STATED PROBLEM:
Please rewrite the listing from the line with "Target: folded newspaper" through the end, keeping every line and raising each coordinate in the points by 18.

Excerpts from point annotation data

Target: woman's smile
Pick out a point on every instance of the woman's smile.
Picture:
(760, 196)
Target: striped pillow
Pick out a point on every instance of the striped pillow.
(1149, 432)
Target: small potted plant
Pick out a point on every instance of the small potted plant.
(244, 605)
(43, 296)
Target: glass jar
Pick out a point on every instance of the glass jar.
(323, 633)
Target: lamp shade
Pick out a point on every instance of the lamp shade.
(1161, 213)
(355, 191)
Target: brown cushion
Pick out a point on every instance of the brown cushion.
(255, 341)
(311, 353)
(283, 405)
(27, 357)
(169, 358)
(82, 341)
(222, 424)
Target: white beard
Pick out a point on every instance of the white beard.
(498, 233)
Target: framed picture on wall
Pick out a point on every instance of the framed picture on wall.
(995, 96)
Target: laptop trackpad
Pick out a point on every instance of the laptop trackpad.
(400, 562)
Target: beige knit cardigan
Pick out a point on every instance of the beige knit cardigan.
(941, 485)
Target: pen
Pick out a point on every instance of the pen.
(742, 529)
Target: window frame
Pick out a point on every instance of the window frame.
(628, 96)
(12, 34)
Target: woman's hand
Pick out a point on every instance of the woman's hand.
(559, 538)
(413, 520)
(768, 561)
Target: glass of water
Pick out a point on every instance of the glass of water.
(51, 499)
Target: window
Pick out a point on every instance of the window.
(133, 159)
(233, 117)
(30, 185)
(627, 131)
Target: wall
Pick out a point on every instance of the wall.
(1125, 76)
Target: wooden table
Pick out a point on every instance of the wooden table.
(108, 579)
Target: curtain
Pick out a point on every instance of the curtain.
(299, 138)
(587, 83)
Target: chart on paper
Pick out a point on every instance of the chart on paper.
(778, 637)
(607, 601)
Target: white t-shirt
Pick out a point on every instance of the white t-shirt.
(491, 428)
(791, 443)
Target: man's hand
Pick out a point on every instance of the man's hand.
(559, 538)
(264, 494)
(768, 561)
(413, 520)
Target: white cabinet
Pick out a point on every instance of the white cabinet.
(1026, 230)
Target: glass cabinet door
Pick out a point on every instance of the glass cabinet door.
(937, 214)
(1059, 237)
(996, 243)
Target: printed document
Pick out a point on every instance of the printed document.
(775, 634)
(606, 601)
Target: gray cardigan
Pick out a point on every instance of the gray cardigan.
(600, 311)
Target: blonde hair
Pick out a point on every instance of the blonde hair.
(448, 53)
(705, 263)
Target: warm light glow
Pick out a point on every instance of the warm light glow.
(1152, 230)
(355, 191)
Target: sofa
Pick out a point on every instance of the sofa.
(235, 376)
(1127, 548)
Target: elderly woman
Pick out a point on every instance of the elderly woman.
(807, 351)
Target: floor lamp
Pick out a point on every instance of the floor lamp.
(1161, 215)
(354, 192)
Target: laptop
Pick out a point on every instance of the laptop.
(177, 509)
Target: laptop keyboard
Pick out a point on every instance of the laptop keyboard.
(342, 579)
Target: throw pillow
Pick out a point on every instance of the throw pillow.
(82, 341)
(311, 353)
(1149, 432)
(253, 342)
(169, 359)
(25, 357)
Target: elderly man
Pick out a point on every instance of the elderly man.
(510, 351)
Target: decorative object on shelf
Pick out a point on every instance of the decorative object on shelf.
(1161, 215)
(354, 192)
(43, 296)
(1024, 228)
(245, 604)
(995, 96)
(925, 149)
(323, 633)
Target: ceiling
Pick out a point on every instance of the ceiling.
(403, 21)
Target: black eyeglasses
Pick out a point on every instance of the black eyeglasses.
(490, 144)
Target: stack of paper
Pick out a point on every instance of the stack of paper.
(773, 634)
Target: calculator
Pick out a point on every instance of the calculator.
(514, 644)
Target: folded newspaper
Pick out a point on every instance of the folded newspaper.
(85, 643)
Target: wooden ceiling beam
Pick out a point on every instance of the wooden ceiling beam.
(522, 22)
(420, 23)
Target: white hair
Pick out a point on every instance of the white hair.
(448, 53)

WRITTEN ANSWER:
Target: folded newspaper
Pick out a point on every instance of the folded newspaper.
(103, 661)
Target: wooden ceiling beam
Pick out a point on every instance of the wooden ceiling beam.
(540, 40)
(438, 41)
Target: white hair
Pick out a point on every instance of the white hair.
(466, 71)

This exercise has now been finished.